* _やること_
• a. 文章を読んで、次の質問に答えてください。
(i) 谷山の山頂のすぐ下の坂は、どんな坂だと書かれていますか。
(ii) 横山岳の山頂のあたりには何がありますか。
(iii) グー(伊勢山上住人)さんの返信は、いつ投稿されましたか。
• b. 文章のうち「藪とはいえ、それほど濃密なも」から「横山岳でも左千方でも危険なところはありませんし。」までの部分を、一字も変えずに書き写してください。

* _文章の抜粋_

——

それはそれで山毛欅林の快適な尾根が続くのも魅力ではありますが。
山毛欅の回廊.jpg

>地形図を見る限りそんなに厳しいし尾根には見えないのだけど。

以前は何ということもなく思われた斜面が膝の故障と共に急にきつく感じられるようになった今日この頃であり、斜面の緩急の印象はかなり主観に左右されるということを最近知りました。しかし、谷山の山頂直下では短い区間ですがそれなりの急坂だと思います。
谷山への登り.jpg

>この雰囲気は左千方でなくっても横山岳で味わえました。


横山岳の山頂一帯は壮麗な山毛欅の林があるのも魅力ですね。

>このコースはグー行くの止めようかな。

藪とはいえ、それほど濃密なものではありませんし、それほど長い距離ではありませんので。

>ピコピコピコ・・・エネルギータイマーが点滅しましたか。だって長距離だもんなぁ~。

台高でのヒキウス平や中奥川源流の周回に比べたら、それほど長距離とも思えませんが・・・
リュックの中では行動食も含めて食料が有り余ってしまっておりましたが、家内はエネルギーの問題ではなかったようです。

>yamanekoさんを単独で行かせると滑落しそうな危険な所に行ってしまう。

危険な所に好んで行っている訳ではございません :mrgreen:  先日の比良でもたまたま危険なところがあっただけの話です。
横山岳でも左千方でも危険なところはありませんし。

Re: 【湖北】20190302快晴の左千方~三国岳

by グー(伊勢山上住人) » 2019年3月10日(日) 16:42

20190302-22.jpg


yamanekoさん、こんにちは。遅がけのレスです。

【 日 付 】2019年3月2日 【 天 候 】晴れ

この日は北ほど山歩きにいいお天気でしたね。

——

* _資料_
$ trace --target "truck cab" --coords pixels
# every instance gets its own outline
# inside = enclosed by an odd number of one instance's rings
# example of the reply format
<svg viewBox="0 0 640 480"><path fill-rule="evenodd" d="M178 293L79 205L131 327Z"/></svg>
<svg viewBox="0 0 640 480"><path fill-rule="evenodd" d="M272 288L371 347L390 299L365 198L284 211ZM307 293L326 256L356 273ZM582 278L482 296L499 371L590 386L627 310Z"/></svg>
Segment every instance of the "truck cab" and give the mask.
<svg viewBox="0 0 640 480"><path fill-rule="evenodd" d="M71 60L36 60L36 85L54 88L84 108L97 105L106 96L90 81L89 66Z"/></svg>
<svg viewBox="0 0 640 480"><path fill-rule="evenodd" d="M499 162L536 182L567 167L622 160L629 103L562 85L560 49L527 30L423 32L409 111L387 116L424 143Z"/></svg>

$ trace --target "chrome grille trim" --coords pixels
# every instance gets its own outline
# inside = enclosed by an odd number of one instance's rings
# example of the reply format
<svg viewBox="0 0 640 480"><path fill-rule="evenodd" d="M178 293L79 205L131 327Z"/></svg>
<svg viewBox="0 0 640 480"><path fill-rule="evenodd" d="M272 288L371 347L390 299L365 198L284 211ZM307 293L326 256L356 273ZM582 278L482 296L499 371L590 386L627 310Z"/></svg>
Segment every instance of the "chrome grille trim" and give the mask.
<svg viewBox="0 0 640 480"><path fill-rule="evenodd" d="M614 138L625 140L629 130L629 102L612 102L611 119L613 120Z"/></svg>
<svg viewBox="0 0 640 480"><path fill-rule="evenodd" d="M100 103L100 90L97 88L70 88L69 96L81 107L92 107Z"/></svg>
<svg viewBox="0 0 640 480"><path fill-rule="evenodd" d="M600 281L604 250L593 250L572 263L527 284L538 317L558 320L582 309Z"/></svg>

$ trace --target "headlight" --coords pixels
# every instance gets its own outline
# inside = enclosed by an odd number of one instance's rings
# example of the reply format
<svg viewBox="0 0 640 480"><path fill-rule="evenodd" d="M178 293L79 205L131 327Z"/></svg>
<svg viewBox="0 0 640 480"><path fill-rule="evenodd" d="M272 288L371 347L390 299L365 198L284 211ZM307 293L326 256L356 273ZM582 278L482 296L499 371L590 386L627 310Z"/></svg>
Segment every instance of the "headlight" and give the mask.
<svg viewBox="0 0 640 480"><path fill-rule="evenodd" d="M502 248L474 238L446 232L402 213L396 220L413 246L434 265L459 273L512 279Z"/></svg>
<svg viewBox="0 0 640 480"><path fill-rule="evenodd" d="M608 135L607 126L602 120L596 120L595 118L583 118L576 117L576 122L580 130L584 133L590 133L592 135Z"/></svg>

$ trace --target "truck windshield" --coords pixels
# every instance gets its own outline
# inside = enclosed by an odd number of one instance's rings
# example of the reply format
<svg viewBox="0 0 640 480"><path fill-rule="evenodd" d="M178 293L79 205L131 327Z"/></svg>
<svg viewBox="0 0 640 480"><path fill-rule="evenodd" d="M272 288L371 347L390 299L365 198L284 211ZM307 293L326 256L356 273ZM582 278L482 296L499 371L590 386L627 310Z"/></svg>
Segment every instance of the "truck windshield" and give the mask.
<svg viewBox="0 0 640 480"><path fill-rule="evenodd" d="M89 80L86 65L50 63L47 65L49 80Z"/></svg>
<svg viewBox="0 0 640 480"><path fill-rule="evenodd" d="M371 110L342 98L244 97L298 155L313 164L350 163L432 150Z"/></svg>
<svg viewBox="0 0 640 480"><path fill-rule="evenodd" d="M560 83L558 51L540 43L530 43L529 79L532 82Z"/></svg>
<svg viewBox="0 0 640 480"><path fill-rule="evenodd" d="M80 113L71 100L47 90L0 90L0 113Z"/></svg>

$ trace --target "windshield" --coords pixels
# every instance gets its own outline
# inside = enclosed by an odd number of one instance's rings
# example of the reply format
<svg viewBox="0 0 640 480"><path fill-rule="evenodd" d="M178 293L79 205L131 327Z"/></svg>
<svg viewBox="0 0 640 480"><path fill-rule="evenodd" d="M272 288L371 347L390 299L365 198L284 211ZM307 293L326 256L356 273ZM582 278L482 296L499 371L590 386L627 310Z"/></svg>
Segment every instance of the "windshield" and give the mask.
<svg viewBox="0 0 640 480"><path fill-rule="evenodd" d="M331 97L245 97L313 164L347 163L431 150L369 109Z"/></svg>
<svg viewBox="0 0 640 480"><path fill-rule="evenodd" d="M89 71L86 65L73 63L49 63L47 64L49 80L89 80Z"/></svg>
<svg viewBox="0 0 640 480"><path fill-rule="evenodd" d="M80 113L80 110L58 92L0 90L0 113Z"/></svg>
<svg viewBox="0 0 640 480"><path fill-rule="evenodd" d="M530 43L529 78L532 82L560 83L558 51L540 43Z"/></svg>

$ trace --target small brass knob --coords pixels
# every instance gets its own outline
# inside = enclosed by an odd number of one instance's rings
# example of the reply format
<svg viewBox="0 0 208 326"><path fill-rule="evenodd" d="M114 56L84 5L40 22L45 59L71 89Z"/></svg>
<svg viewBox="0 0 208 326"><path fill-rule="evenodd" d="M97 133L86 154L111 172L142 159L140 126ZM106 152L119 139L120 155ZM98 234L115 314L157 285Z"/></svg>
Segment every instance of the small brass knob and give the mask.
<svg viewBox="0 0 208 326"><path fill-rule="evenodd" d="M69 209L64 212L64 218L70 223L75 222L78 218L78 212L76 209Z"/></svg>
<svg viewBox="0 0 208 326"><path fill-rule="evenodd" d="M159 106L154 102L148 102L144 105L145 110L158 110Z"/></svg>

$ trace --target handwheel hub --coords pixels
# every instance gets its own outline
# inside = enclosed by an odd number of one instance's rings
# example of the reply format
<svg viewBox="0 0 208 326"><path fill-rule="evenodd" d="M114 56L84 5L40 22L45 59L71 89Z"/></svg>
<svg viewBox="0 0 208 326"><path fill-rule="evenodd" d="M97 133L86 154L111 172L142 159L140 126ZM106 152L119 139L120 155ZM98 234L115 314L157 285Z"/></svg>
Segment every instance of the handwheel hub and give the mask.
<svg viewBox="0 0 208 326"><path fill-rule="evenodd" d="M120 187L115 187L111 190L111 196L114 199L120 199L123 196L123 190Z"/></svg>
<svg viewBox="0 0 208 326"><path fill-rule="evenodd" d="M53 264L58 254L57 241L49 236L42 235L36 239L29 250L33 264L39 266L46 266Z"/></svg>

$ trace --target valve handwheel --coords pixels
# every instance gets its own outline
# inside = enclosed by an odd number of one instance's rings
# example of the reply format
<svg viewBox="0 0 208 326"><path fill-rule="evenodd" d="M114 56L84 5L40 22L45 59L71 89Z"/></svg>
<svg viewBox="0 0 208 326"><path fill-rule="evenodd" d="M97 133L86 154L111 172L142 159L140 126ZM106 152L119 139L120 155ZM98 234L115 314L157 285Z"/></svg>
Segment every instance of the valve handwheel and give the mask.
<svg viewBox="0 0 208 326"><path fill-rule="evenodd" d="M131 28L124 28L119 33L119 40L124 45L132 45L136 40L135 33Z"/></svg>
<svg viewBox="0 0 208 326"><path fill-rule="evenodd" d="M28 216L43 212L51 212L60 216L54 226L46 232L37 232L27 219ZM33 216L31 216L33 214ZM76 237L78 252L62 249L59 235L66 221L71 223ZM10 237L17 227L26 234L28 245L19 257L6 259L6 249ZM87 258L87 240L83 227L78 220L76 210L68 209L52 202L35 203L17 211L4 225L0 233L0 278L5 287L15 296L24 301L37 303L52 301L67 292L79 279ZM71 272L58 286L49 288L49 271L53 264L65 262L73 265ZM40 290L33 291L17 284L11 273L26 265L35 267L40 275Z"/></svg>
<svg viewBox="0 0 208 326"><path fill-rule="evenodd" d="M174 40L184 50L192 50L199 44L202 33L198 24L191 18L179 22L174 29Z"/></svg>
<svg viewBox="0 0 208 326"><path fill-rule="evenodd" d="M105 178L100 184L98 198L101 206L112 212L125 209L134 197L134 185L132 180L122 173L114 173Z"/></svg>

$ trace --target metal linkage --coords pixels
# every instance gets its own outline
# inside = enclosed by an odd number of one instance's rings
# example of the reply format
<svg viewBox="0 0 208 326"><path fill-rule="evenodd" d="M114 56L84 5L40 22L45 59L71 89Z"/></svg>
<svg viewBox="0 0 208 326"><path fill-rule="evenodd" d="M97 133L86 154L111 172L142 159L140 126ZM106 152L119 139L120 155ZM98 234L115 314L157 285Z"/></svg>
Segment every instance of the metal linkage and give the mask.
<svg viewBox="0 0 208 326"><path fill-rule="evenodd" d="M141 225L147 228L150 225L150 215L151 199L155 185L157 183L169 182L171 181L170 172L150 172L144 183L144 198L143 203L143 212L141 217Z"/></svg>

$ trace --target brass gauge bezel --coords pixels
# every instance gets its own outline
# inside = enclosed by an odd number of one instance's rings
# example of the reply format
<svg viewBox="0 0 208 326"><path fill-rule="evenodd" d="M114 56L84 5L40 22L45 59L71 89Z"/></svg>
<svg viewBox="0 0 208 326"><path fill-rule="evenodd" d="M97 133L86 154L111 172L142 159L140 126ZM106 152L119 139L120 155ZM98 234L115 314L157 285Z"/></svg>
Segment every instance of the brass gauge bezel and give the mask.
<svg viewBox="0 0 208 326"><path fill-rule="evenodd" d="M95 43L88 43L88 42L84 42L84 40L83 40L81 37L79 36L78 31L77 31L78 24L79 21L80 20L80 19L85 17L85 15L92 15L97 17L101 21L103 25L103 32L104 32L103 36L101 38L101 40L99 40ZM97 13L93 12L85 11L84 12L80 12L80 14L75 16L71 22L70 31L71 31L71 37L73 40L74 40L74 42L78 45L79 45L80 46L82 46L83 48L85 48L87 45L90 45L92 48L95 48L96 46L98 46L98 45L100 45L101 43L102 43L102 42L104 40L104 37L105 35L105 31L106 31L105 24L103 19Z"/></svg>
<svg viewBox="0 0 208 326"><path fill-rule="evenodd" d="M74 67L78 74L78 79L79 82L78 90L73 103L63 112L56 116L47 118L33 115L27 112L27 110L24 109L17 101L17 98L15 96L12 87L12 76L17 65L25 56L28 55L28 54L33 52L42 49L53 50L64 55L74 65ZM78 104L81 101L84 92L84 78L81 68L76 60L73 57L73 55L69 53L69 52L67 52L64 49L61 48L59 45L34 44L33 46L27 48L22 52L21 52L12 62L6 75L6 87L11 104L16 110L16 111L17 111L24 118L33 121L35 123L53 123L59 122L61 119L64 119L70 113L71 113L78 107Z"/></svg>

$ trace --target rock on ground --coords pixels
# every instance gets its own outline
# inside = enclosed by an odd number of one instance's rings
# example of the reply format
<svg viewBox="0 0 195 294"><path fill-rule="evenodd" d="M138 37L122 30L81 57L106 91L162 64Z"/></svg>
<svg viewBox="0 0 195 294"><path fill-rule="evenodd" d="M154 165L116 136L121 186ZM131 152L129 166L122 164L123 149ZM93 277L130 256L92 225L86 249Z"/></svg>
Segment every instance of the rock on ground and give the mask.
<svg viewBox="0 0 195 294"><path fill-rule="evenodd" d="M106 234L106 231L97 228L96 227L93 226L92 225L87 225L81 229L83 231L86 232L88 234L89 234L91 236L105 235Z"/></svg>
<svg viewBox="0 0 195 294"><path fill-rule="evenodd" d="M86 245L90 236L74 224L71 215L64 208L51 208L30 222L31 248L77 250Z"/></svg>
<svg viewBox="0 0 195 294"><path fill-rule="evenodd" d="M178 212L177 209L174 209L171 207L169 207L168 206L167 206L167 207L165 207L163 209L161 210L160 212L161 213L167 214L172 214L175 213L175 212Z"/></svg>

——

* _答え_
• a.
(i) 短い区間ですが、それなりの急坂です。
(ii) 壮麗な山毛欅の林があります。
(iii) 2019年3月10日(日) 16:42です。

• b.
藪とはいえ、それほど濃密なものではありませんし、それほど長い距離ではありませんので。

>ピコピコピコ・・・エネルギータイマーが点滅しましたか。だって長距離だもんなぁ~。

台高でのヒキウス平や中奥川源流の周回に比べたら、それほど長距離とも思えませんが・・・
リュックの中では行動食も含めて食料が有り余ってしまっておりましたが、家内はエネルギーの問題ではなかったようです。

>yamanekoさんを単独で行かせると滑落しそうな危険な所に行ってしまう。

危険な所に好んで行っている訳ではございません :mrgreen:  先日の比良でもたまたま危険なところがあっただけの話です。
横山岳でも左千方でも危険なところはありませんし。